• **DOCUMENT EXTRACT**
━━━

This article is part of the supplement: Proceedings of the 21st International Conference on Genome Informatics (GIW2010)
The utility of mass spectrometry-based proteomic data for validation of novel alternative splice forms reconstructed from RNA-Seq data: a preliminary assessment
1 Department of Pathology, University of Michigan, Ann Arbor, MI 48109, USA
2 Center for Computational Biology and Medicine, University of Michigan, Ann Arbor, MI 48109, USA
3 BioEnergy Genome Center, Qingdao Institute of BioEnergy and Bioprocess Technology, Chinese Academy of Sciences, China
BMC Bioinformatics 2010, 11(Suppl 11):S14 doi:10.1186/1471-2105-11-S11-S14Published: 14 December 2010
Most mass spectrometry (MS) based proteomic studies depend on searching acquired tandem mass (MS/MS) spectra against databases of known protein sequences. In these experiments, however, a large number of high quality spectra remain unassigned. These spectra may correspond to novel peptides not present in the database, especially those corresponding to novel alternative splice (AS) forms. Recently, fast and comprehensive profiling of mammalian genomes using deep sequencing (i.e. RNA-Seq) has become possible. MS-based proteomics can potentially be used as an aid for protein-level validation of novel AS events observed in RNA-Seq data.
In this work, we have used publicly available mouse tissue proteomic and RNA-Seq datasets and have examined the feasibility of using MS data for the identification of novel AS forms by searching MS/MS spectra against translated mRNA sequences derived from RNA-Seq data. A significant correlation between the likelihood of identifying a peptide from MS/MS data and the number of reads in RNA-Seq data for the same gene was observed. Based on in silico experiments, it was also observed that only a fraction of novel AS forms identified from RNA-Seq had the corresponding junction peptide compatible with MS/MS sequencing. The number of novel peptides that were actually identified from MS/MS spectra was substantially lower than the number expected based on in silico analysis.
The ability to confirm novel AS forms from MS/MS data in the dataset analyzed was found to be quite limited. This can be explained in part by low abundance of many novel transcripts, with the abundance of their corresponding protein products falling below the limit of detection by MS.

━━━

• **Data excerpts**
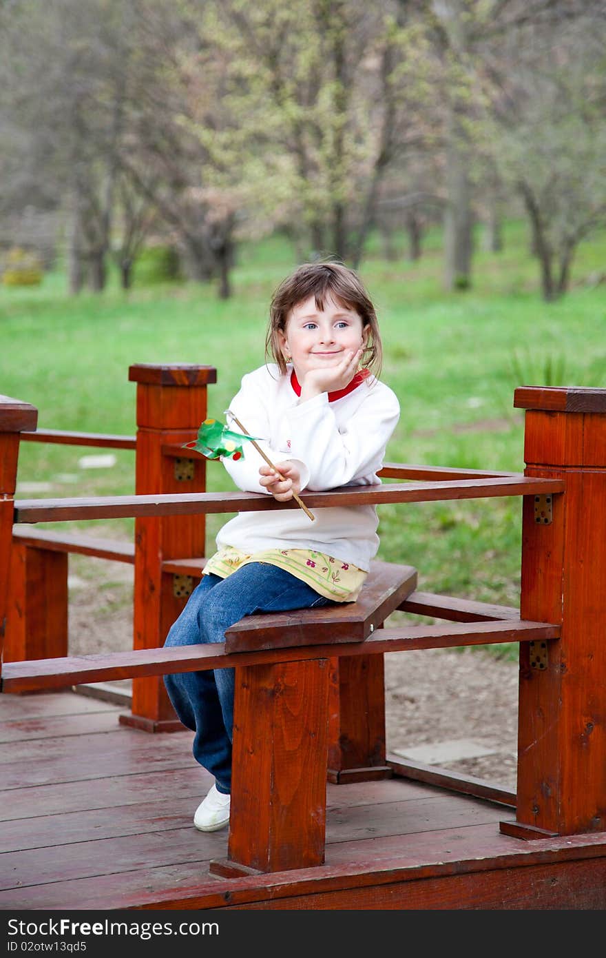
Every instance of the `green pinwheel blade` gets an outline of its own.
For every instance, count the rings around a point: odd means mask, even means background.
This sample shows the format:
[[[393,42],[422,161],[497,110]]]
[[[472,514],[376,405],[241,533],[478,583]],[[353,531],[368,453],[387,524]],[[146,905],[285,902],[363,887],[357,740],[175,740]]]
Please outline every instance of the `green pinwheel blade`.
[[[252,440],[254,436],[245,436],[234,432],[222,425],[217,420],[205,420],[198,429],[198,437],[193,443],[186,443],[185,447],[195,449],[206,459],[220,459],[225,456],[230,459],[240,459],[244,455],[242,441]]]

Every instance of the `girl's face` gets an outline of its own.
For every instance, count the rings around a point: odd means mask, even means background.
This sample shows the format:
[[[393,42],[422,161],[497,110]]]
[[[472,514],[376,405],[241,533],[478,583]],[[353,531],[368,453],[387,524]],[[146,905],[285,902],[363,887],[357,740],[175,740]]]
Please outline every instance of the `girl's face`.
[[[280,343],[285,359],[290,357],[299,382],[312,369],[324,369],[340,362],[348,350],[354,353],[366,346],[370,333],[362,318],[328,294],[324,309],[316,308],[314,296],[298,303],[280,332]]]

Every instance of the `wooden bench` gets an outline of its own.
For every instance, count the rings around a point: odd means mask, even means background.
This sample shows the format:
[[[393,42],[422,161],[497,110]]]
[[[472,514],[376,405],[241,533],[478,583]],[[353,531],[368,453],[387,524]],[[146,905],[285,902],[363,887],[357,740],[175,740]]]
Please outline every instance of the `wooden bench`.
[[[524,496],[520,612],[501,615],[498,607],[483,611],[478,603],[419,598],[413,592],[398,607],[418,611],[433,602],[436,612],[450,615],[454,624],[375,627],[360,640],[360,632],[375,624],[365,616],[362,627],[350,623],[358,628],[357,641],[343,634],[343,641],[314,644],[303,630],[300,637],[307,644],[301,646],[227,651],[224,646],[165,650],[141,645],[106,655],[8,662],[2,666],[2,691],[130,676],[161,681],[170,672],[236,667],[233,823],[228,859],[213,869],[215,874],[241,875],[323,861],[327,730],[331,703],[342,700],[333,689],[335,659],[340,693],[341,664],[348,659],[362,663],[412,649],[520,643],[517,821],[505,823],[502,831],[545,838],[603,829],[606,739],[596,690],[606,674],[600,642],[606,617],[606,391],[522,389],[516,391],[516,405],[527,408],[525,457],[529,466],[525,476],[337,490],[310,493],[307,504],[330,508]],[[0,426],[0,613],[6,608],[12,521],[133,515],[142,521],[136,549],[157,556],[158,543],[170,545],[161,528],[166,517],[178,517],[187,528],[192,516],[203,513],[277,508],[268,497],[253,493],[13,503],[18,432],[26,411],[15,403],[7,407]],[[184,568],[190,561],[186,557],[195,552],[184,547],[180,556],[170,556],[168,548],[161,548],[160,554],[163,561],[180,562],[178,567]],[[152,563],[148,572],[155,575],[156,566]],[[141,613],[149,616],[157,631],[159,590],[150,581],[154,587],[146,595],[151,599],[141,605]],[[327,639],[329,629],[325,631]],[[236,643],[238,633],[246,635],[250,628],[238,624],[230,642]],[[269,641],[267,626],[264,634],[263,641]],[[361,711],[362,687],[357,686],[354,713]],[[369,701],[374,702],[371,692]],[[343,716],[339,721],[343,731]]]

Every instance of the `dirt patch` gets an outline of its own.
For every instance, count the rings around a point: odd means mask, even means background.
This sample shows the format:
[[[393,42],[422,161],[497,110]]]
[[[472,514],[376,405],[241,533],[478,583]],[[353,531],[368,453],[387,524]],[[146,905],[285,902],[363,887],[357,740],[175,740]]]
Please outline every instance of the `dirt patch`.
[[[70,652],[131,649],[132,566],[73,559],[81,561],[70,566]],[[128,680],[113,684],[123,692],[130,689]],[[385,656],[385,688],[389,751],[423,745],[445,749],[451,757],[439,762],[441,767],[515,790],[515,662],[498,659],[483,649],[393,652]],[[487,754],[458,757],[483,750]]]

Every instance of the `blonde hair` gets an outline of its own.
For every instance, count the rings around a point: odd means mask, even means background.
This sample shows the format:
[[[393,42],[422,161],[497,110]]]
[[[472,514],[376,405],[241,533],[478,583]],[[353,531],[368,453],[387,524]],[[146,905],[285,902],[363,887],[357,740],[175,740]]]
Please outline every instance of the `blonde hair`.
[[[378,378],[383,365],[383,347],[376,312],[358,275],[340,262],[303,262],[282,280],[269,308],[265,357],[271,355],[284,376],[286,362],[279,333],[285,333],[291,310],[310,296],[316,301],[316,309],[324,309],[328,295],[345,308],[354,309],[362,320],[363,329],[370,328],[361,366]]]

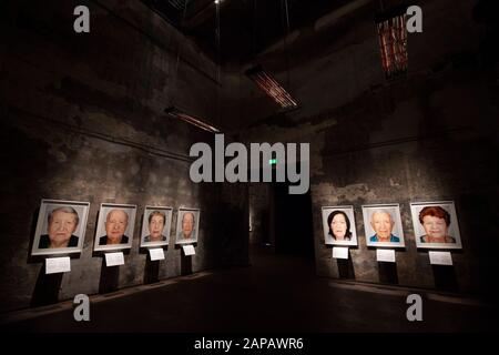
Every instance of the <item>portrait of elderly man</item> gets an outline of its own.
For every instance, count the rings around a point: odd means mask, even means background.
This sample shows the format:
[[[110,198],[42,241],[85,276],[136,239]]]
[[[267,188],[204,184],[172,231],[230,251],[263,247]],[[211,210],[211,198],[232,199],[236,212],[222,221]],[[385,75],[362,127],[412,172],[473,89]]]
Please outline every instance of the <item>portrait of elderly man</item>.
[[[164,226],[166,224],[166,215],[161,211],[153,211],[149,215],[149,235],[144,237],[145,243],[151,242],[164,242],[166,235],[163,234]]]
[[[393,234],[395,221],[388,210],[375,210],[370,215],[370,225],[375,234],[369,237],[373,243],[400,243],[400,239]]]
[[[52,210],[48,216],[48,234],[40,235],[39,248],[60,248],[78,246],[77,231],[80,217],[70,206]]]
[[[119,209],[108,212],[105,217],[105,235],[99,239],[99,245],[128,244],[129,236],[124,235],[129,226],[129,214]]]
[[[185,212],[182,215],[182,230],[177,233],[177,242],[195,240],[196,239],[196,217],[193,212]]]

━━━

• **EXERCISE AIM**
In the abstract on using proteomic data to validate splice forms, list each abbreviation that the text introduces in parentheses, along with the words it stands for. You won't need the items for this.

• **ANSWER SECTION**
- MS: mass spectrometry
- MS/MS: tandem mass
- AS: alternative splice